Task brief:
The records below must be transcribed exactly.

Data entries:
-*-

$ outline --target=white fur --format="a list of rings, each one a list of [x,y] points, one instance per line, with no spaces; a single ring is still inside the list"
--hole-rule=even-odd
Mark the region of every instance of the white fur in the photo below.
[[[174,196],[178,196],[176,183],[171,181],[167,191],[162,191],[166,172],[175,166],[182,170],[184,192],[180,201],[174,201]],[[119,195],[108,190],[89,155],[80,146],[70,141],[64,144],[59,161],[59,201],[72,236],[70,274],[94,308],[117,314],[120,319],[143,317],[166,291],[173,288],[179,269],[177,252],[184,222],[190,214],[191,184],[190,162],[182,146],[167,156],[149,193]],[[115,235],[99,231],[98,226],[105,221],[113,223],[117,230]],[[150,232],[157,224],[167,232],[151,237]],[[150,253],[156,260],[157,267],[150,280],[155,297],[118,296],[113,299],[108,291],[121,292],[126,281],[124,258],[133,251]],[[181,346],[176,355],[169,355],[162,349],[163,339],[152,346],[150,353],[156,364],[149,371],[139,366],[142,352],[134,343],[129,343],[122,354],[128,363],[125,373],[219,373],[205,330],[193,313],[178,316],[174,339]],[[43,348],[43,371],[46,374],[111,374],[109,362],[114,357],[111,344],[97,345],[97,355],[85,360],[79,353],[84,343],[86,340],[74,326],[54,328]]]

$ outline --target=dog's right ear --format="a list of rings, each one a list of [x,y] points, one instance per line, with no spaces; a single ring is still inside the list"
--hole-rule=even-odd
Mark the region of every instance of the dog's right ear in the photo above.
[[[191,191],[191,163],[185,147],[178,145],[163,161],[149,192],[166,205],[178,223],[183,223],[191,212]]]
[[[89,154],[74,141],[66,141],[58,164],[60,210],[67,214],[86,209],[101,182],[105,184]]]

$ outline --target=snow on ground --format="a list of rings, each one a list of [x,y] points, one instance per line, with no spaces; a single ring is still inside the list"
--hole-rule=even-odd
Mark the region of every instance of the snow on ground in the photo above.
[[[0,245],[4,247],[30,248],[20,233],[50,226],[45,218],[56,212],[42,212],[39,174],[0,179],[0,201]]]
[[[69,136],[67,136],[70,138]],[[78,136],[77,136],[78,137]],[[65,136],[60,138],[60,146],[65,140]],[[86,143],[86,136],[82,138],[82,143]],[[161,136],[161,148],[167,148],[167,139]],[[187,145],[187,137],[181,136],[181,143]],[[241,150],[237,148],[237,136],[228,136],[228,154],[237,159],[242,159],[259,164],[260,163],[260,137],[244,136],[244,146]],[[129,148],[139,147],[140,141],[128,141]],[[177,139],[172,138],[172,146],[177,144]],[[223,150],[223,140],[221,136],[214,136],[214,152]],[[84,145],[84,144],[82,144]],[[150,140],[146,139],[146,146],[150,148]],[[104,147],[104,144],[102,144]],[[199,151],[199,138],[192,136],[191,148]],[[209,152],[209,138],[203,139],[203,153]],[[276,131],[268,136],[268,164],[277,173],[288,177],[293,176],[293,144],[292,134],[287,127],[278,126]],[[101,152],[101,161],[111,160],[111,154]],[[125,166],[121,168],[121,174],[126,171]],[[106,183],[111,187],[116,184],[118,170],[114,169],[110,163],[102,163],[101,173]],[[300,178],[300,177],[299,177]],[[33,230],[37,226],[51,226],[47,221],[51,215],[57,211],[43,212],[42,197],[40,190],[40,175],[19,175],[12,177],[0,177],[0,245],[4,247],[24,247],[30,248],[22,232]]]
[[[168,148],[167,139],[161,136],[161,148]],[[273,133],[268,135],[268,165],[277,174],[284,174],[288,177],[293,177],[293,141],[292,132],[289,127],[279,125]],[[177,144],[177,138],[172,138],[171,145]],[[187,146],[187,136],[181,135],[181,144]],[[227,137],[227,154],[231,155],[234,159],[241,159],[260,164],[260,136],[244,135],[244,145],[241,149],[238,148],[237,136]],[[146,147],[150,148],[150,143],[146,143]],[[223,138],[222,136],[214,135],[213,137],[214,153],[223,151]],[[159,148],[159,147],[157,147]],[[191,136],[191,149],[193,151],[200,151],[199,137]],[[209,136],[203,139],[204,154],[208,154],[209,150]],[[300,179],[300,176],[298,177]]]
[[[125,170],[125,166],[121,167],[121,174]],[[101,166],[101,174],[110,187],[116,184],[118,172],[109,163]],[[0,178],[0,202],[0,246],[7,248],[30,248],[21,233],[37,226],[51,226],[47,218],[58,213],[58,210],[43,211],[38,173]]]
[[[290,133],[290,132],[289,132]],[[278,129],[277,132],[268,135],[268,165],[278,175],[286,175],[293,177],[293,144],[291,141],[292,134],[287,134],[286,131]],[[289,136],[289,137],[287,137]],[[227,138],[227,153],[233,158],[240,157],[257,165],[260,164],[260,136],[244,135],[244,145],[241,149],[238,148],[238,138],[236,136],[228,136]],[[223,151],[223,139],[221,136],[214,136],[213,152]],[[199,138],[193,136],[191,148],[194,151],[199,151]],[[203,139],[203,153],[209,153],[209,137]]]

-*-

Exercise response:
$ outline --target=white fur --format="a list of rings, each one a list of [x,y] points, one instance per line, with no spaces; a single ring is still inside the list"
--hole-rule=even-odd
Mark the region of every instance of the white fur in the photo below.
[[[174,196],[178,196],[176,183],[171,181],[167,191],[162,191],[166,172],[175,166],[182,170],[184,192],[180,201],[174,201]],[[119,195],[108,190],[89,155],[80,146],[70,141],[64,144],[59,161],[59,201],[72,236],[70,274],[94,308],[117,314],[120,319],[143,317],[166,291],[173,288],[179,269],[177,252],[184,222],[190,214],[191,184],[190,162],[182,146],[167,156],[149,193]],[[115,235],[99,231],[98,226],[105,221],[113,223],[117,230]],[[150,232],[157,224],[167,232],[151,237]],[[150,253],[156,260],[157,267],[150,280],[155,297],[118,296],[113,299],[108,291],[121,292],[126,281],[124,258],[133,251]],[[181,346],[176,355],[169,355],[162,349],[163,339],[152,346],[150,353],[156,364],[149,371],[139,366],[142,352],[134,343],[129,343],[122,354],[128,363],[125,373],[219,373],[205,330],[193,313],[178,316],[174,339]],[[43,348],[43,371],[46,374],[111,374],[109,362],[114,357],[111,344],[97,345],[97,355],[85,360],[79,353],[84,343],[86,340],[74,326],[54,328]]]

$ outline --target=dog's right ear --format="a list of rings, each one a list of [x,y] points, one instance per line, with no spaces; a single ring is still inside the list"
--hole-rule=even-odd
Mark the region of every instance of the dog's right ear in the photo above.
[[[191,191],[191,163],[185,147],[178,145],[163,161],[149,192],[166,205],[178,223],[183,223],[191,212]]]
[[[89,154],[74,141],[66,141],[58,164],[60,210],[67,214],[86,209],[101,182],[105,184]]]

$ outline --target=snow on ground --format="a list of rings, each one a list of [x,y] points, one instance per line, with no spaces; a single ring is still inside the list"
--hole-rule=even-odd
Mark the region of every instance of the snow on ground in the photo above.
[[[0,245],[4,247],[30,248],[20,233],[50,226],[45,218],[56,212],[42,212],[39,174],[0,179],[0,201]]]
[[[69,136],[67,136],[70,138]],[[78,136],[77,136],[78,137]],[[65,136],[60,138],[60,146],[65,140]],[[86,143],[86,136],[82,138],[82,143]],[[161,136],[161,148],[167,148],[167,139]],[[187,145],[187,137],[181,136],[181,143]],[[241,150],[237,148],[237,136],[228,136],[228,154],[237,159],[242,159],[259,164],[260,163],[260,137],[244,136],[244,146]],[[129,148],[139,147],[140,141],[128,141]],[[177,139],[172,138],[172,146],[177,144]],[[223,150],[223,140],[221,136],[214,136],[214,152]],[[84,145],[84,144],[82,144]],[[150,140],[146,139],[146,146],[150,148]],[[104,147],[104,144],[102,144]],[[199,151],[199,138],[192,136],[191,148]],[[209,152],[209,138],[203,139],[203,153]],[[276,131],[268,136],[268,164],[277,173],[288,177],[293,176],[293,144],[292,134],[287,127],[278,126]],[[101,152],[101,161],[111,160],[111,154]],[[125,166],[121,168],[121,174],[126,171]],[[106,183],[111,187],[116,184],[118,170],[114,169],[110,163],[102,163],[101,173]],[[300,178],[300,177],[299,177]],[[33,230],[37,226],[51,226],[47,221],[51,215],[57,211],[43,212],[42,197],[40,190],[40,175],[19,175],[12,177],[0,177],[0,245],[4,247],[24,247],[30,248],[22,232]]]
[[[168,148],[167,139],[161,136],[161,148]],[[273,133],[268,135],[268,165],[277,174],[284,174],[288,177],[293,177],[293,141],[292,132],[289,127],[279,125]],[[177,144],[177,138],[172,138],[171,145]],[[187,146],[187,136],[181,135],[181,144]],[[227,137],[227,154],[231,155],[234,159],[241,159],[260,164],[260,136],[244,135],[244,145],[241,149],[238,148],[237,136]],[[146,147],[150,148],[150,143],[146,143]],[[223,138],[222,136],[214,135],[213,137],[214,153],[223,151]],[[159,148],[159,147],[157,147]],[[191,136],[191,149],[193,151],[200,151],[199,137]],[[209,136],[203,139],[204,154],[208,154],[209,150]],[[300,179],[300,176],[298,177]]]
[[[125,170],[125,166],[121,167],[121,174]],[[101,166],[101,174],[110,187],[116,184],[118,172],[109,163]],[[0,178],[0,202],[0,246],[7,248],[30,248],[21,233],[37,226],[51,226],[47,218],[58,213],[58,210],[43,211],[38,173]]]
[[[290,133],[290,132],[289,132]],[[278,129],[277,132],[268,135],[268,165],[278,175],[286,175],[293,177],[293,144],[291,141],[292,134],[287,134],[286,131]],[[289,136],[289,137],[287,137]],[[227,138],[227,153],[233,158],[240,157],[257,165],[260,164],[260,136],[244,135],[244,145],[241,149],[238,148],[238,138],[236,136],[228,136]],[[223,151],[223,139],[221,136],[214,136],[213,152]],[[199,138],[193,136],[191,148],[194,151],[199,151]],[[203,139],[203,153],[209,153],[209,137]]]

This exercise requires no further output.